### Data for this task ###

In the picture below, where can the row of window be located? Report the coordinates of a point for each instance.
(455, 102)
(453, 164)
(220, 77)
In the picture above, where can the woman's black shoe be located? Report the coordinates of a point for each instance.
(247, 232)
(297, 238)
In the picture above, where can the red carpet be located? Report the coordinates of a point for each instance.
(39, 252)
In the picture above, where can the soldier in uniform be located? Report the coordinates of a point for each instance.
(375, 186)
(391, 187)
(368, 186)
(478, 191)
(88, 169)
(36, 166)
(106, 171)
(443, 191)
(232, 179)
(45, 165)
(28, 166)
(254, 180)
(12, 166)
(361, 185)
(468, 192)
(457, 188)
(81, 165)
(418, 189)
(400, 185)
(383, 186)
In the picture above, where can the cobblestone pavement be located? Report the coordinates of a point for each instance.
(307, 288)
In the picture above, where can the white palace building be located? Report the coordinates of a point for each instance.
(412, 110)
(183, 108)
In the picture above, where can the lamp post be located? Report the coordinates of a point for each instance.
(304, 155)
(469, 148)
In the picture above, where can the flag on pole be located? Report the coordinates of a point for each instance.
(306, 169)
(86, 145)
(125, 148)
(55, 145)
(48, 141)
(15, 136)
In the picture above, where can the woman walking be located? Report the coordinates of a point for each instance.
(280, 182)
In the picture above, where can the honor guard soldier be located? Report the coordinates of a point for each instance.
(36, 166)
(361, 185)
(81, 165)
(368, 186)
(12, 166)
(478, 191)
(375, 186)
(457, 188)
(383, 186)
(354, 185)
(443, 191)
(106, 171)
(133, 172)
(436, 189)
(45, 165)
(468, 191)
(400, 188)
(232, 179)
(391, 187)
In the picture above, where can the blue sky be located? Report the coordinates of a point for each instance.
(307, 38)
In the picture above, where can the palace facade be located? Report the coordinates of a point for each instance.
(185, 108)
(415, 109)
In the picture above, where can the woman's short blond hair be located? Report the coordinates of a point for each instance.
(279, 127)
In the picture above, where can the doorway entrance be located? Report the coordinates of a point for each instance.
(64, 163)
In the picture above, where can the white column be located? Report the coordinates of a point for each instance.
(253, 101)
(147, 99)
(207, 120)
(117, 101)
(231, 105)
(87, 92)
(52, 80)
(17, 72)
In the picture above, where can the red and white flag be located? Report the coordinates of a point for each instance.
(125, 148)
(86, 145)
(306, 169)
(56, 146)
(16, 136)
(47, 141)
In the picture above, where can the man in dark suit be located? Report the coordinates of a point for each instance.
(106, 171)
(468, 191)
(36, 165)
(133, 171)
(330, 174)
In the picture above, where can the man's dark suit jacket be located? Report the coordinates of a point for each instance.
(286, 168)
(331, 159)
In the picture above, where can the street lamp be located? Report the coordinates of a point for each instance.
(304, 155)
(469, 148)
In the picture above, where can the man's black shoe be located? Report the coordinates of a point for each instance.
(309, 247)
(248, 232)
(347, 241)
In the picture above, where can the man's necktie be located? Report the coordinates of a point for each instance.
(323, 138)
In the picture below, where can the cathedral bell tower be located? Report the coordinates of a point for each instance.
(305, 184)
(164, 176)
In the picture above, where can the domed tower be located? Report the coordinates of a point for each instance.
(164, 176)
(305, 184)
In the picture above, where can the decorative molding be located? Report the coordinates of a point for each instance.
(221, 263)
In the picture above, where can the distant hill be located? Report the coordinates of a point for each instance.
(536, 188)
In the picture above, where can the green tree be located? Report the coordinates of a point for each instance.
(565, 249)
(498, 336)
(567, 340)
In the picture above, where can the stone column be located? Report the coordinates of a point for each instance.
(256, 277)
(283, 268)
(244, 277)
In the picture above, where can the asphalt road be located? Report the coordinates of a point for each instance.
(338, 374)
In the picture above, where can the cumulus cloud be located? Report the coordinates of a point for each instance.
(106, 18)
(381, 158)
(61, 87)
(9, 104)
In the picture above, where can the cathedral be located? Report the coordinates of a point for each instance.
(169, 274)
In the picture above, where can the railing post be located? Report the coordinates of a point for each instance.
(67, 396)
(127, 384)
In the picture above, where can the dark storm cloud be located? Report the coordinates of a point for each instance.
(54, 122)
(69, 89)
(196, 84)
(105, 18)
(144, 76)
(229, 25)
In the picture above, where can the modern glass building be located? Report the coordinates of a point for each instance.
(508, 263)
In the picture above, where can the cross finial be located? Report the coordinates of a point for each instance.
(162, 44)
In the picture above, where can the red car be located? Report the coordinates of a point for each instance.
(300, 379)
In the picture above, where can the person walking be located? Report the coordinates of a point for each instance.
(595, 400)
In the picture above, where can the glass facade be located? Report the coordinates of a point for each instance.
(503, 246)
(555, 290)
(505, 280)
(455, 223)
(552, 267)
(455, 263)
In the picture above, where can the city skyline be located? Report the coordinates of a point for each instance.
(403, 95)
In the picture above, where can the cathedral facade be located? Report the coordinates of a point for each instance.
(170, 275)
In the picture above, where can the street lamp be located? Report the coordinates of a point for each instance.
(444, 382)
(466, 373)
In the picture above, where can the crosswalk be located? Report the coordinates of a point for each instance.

###

Place every line of the records above into a Markdown table, with the row number under Row and the line itself under Line. Omit blank lines.

§ **The response**
| Row | Line |
|---|---|
| 1 | In the picture below, where can the row of window be located? Report the coordinates of a point for each instance. |
| 2 | (455, 102) |
| 3 | (453, 164) |
| 4 | (220, 77) |
| 5 | In the picture above, where can the woman's black shoe be located? Report the coordinates of a point for each instance. |
| 6 | (247, 232) |
| 7 | (297, 238) |
| 8 | In the picture above, where can the red carpet be located? Report the coordinates of a point for each instance. |
| 9 | (39, 252) |
| 10 | In the picture above, where can the soldier in uniform be located? Report the coordinates of a point for each instance. |
| 11 | (375, 186) |
| 12 | (391, 187) |
| 13 | (368, 186) |
| 14 | (478, 191) |
| 15 | (88, 169) |
| 16 | (36, 166) |
| 17 | (106, 171) |
| 18 | (443, 191) |
| 19 | (232, 179) |
| 20 | (45, 165) |
| 21 | (28, 166) |
| 22 | (254, 180) |
| 23 | (12, 166) |
| 24 | (361, 185) |
| 25 | (468, 192) |
| 26 | (457, 188) |
| 27 | (81, 165) |
| 28 | (418, 189) |
| 29 | (400, 185) |
| 30 | (383, 186) |
| 31 | In the picture above, where can the cobblestone pavement be located? Report the coordinates of a point for each instance. |
| 32 | (307, 288) |
| 33 | In the picture above, where can the white palace building be located? Report the coordinates of a point for each instance. |
| 34 | (412, 110) |
| 35 | (183, 108) |
| 36 | In the picture above, where can the lamp post be located? Report the coordinates of a point for each instance. |
| 37 | (304, 155) |
| 38 | (469, 148) |
| 39 | In the picture above, where can the flag on pole be located? Report the coordinates of a point for each instance. |
| 40 | (306, 169) |
| 41 | (86, 145) |
| 42 | (125, 148) |
| 43 | (55, 145) |
| 44 | (48, 141) |
| 45 | (15, 136) |
| 46 | In the picture above, where can the woman walking be located? Report the coordinates of a point for each instance. |
| 47 | (280, 182) |
| 48 | In the picture above, where can the honor guard soldier be located? Report the coordinates of a point for each instance. |
| 49 | (36, 166) |
| 50 | (361, 185) |
| 51 | (81, 165) |
| 52 | (368, 186) |
| 53 | (12, 166) |
| 54 | (478, 191) |
| 55 | (375, 186) |
| 56 | (457, 188) |
| 57 | (383, 186) |
| 58 | (354, 185) |
| 59 | (443, 191) |
| 60 | (106, 171) |
| 61 | (133, 172) |
| 62 | (436, 189) |
| 63 | (45, 165) |
| 64 | (468, 191) |
| 65 | (400, 188) |
| 66 | (232, 179) |
| 67 | (391, 187) |
| 68 | In the picture above, where can the blue sky be located? Report the coordinates of a point for each instance. |
| 69 | (307, 38) |
| 70 | In the picture above, where can the palace facade be located? Report the coordinates of a point for each instance. |
| 71 | (185, 108) |
| 72 | (415, 109) |
| 73 | In the picture above, where can the woman's short blond hair be located? Report the coordinates of a point for each instance. |
| 74 | (279, 127) |
| 75 | In the picture above, where can the doorway entrance be located? Report the coordinates of a point for each instance. |
| 76 | (64, 163) |
| 77 | In the picture above, where can the white column be located? Report the coordinates of a point for each instance. |
| 78 | (253, 101) |
| 79 | (147, 99) |
| 80 | (207, 120) |
| 81 | (117, 101) |
| 82 | (231, 105) |
| 83 | (87, 92) |
| 84 | (52, 80) |
| 85 | (17, 72) |
| 86 | In the picture above, where can the red and white flag be located? Report the coordinates of a point for each instance. |
| 87 | (125, 148) |
| 88 | (86, 145) |
| 89 | (306, 169) |
| 90 | (56, 146) |
| 91 | (16, 136) |
| 92 | (47, 141) |
| 93 | In the picture above, where can the man in dark suit be located? Report the coordinates of a point for each instance. |
| 94 | (106, 171) |
| 95 | (468, 191) |
| 96 | (36, 165) |
| 97 | (133, 171) |
| 98 | (330, 174) |
| 99 | In the picture above, where can the man's dark suit jacket be located? Report the coordinates of a point for each instance. |
| 100 | (286, 168) |
| 101 | (331, 159) |
| 102 | In the picture above, where can the street lamp be located? Report the coordinates of a point for each instance. |
| 103 | (304, 155) |
| 104 | (469, 148) |
| 105 | In the picture above, where can the man's black shoe be located? Report the coordinates of a point for each instance. |
| 106 | (309, 247) |
| 107 | (248, 232) |
| 108 | (347, 241) |
| 109 | In the picture above, where can the man's necktie be located? Report the coordinates of a point for each instance. |
| 110 | (323, 138) |
| 111 | In the picture below, where can the cathedral bell tower be located? Report the coordinates of a point for each instance. |
| 112 | (305, 184) |
| 113 | (164, 176) |
| 114 | In the picture above, where can the domed tower be located? Report the coordinates of a point for each instance. |
| 115 | (164, 176) |
| 116 | (305, 184) |
| 117 | In the picture above, where can the decorative molding be located? Report the coordinates of a point for each instance. |
| 118 | (221, 263) |
| 119 | In the picture above, where can the distant hill be located? Report the coordinates of a point for each instance. |
| 120 | (536, 188) |
| 121 | In the picture above, where can the green tree be located? Report the coordinates of a point for each instance. |
| 122 | (565, 249) |
| 123 | (498, 336) |
| 124 | (567, 340) |
| 125 | In the picture above, where can the stone column be located? Report the coordinates of a point for each instance. |
| 126 | (256, 277) |
| 127 | (283, 268) |
| 128 | (244, 277) |
| 129 | In the picture above, where can the asphalt road be located? Report the coordinates of a point for each instance. |
| 130 | (338, 374) |
| 131 | In the picture above, where can the cumulus cloud be located? Report the coordinates of a point for each instance. |
| 132 | (106, 18) |
| 133 | (381, 158) |
| 134 | (61, 87) |
| 135 | (9, 104) |
| 136 | In the picture above, where can the cathedral be located? Report the coordinates of a point for each instance. |
| 137 | (169, 274) |
| 138 | In the picture above, where can the railing post be located? Report the coordinates of a point for each instance. |
| 139 | (67, 396) |
| 140 | (127, 384) |
| 141 | In the picture above, where can the dark storm cloud be located? Report the coordinates of a point for each instance. |
| 142 | (54, 122) |
| 143 | (69, 89) |
| 144 | (196, 84) |
| 145 | (105, 18) |
| 146 | (144, 76) |
| 147 | (229, 25) |
| 148 | In the picture above, where can the modern glass building be located? Report the coordinates of a point for each instance. |
| 149 | (508, 263) |
| 150 | In the picture above, where can the cross finial be located? Report the coordinates of a point for each instance. |
| 151 | (162, 44) |
| 152 | In the picture above, where can the red car be located? Report the coordinates of a point for each instance. |
| 153 | (300, 379) |
| 154 | In the picture above, where can the person walking be located? Report the coordinates of a point for each instance. |
| 155 | (595, 400) |
| 156 | In the picture above, where can the glass facade be located? Report the coordinates of a point for each instance. |
| 157 | (503, 246) |
| 158 | (555, 290) |
| 159 | (505, 280) |
| 160 | (455, 223) |
| 161 | (552, 267) |
| 162 | (455, 263) |
| 163 | In the picture above, where can the city skyline be located? Report the coordinates of a point for each instance. |
| 164 | (403, 95) |
| 165 | In the picture above, where can the cathedral facade be located? Report the coordinates of a point for each instance. |
| 166 | (170, 275) |
| 167 | In the picture above, where can the street lamp be located? Report the coordinates of a point for each instance. |
| 168 | (444, 382) |
| 169 | (466, 373) |
| 170 | In the picture above, where can the crosswalk be located? Report the coordinates of a point for each instance. |